**The problem**
In the abstract on amyloid beta, inflammation and brain rhythms, why could brain arrhythmias have catastrophic effects on circuit function? Answer in one to three sentences.

**Supplied passage**
──────────

A variety of neurological diseases, including Alzheimer’s disease (AD), involve amyloid beta (Aβ) accumulation and/or neuroinflammation, which can alter synaptic and neural circuit functions. Consequently, these pathological conditions induce changes in neural network rhythmic activity (brain arrhythmias), which affects many brain functions. Neural network rhythms are involved in information processing, storage and retrieval, which are essential for memory consolidation, executive functioning and sensory processing. Therefore, brain arrhythmias could have catastrophic effects on circuit function, underlying the symptoms of various neurological diseases. Moreover, brain arrhythmias can serve as biomarkers for a variety of brain diseases. The aim of this review is to provide evidence linking Aβ and inflammation to neural network dysfunction, focusing on alterations in brain rhythms and their impact on cognition and sensory processing. I reviewed the most common brain arrhythmias characterized in AD, in AD transgenic models and those induced by Aβ. In addition, I reviewed the modulations of brain rhythms in neuroinflammatory diseases and those induced by immunogens, interleukins and microglia. This review reveals that Aβ and inflammation produce a complex set of effects on neural network function, which are related to the induction of brain arrhythmias and hyperexcitability, both closely related to behavioral alterations. Understanding these brain arrhythmias can help to develop therapeutic strategies to halt or prevent these neural network alterations and treat not only the arrhythmias but also the symptoms of AD and other inflammation-related pathologies.

Keywords: Amyloid, inflammation, oscillations, theta, gamma, epileptiform.

──────────

**Data supplied**
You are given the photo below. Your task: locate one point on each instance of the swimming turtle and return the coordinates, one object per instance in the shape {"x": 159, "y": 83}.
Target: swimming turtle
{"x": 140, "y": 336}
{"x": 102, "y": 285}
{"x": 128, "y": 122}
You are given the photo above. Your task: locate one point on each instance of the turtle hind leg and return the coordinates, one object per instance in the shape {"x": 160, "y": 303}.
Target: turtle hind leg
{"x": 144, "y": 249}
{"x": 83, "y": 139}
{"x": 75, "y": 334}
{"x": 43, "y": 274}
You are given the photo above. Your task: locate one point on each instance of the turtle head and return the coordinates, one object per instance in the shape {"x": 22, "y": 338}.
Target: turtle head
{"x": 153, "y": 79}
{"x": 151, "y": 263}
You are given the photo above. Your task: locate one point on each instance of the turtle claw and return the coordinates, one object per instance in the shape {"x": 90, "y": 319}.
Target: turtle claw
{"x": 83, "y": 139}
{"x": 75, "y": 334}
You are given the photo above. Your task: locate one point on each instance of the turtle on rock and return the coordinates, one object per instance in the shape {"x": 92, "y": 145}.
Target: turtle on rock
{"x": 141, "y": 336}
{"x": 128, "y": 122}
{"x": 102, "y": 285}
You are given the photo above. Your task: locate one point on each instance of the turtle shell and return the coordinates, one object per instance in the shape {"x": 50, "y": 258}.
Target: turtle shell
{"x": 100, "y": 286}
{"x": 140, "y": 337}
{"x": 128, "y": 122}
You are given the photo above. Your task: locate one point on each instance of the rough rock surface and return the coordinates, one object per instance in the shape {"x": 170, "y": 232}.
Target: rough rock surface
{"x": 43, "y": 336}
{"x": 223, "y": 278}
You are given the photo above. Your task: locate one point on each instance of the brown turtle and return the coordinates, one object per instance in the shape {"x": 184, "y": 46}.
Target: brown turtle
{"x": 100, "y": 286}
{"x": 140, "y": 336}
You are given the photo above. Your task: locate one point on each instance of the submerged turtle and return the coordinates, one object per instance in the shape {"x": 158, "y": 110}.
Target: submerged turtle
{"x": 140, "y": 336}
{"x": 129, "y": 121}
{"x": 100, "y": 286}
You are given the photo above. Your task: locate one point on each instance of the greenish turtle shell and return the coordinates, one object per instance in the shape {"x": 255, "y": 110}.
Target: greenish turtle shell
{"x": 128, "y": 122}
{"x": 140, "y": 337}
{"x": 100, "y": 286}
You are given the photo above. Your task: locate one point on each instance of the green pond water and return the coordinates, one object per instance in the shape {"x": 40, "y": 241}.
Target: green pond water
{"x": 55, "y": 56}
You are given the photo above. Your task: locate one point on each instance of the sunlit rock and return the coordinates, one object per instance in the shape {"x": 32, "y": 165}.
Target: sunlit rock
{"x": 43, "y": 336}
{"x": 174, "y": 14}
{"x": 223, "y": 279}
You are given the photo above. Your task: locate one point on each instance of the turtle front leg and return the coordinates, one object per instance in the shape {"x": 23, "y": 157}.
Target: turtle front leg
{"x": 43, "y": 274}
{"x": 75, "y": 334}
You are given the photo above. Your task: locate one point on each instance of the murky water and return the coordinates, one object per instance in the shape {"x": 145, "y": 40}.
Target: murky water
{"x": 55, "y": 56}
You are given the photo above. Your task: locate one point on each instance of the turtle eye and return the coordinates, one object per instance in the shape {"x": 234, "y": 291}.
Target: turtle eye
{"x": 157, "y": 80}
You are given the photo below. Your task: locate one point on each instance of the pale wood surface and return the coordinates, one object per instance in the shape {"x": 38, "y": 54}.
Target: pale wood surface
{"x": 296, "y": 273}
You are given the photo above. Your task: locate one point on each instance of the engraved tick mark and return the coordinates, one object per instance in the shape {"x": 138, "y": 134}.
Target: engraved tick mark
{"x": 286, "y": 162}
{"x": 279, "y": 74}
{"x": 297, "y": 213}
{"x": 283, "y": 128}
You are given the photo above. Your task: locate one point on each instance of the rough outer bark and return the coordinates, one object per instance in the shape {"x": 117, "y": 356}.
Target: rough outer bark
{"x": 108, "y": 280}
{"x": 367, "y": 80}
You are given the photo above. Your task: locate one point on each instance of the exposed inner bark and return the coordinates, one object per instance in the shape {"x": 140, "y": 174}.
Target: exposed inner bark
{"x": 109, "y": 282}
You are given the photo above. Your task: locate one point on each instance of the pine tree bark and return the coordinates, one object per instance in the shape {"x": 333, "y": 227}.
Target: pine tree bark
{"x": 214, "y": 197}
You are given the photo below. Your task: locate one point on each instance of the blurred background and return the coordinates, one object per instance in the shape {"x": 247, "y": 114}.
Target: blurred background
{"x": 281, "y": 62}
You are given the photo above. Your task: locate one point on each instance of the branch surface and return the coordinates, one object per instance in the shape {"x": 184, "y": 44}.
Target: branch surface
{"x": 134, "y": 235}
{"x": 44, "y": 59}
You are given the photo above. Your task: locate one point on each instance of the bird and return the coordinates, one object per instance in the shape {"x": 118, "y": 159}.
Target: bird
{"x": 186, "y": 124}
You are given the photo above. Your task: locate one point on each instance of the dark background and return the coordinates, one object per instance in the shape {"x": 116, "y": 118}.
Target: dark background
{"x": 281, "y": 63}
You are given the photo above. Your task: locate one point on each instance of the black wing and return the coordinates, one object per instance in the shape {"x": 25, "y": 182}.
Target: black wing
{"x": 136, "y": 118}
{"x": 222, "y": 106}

──────────

**Answer**
Neural network rhythms are involved in information processing, storage and retrieval. These are essential for memory consolidation, executive functioning and sensory processing, so disrupting the rhythms could have catastrophic effects on circuit function and underlie the symptoms of various neurological diseases.